### EXCERPTED RECORDS ###
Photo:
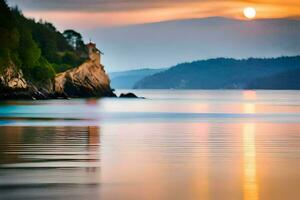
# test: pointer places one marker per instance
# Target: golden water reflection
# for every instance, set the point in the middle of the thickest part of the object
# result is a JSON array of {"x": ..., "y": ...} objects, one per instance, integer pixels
###
=== INSTRUCTIONS FOR THE TASK ===
Write out all the records again with "golden" swapped for "silver" and every other word unchanged, omitting the pictures.

=== RESPONSE BELOW ===
Photo:
# test: pointer places one marker per instance
# Target: silver water reflection
# for every instance, set the point in the middle of the thickest part of the object
# result is a JSON array of {"x": ..., "y": ...} objects, one per instance, integer pixels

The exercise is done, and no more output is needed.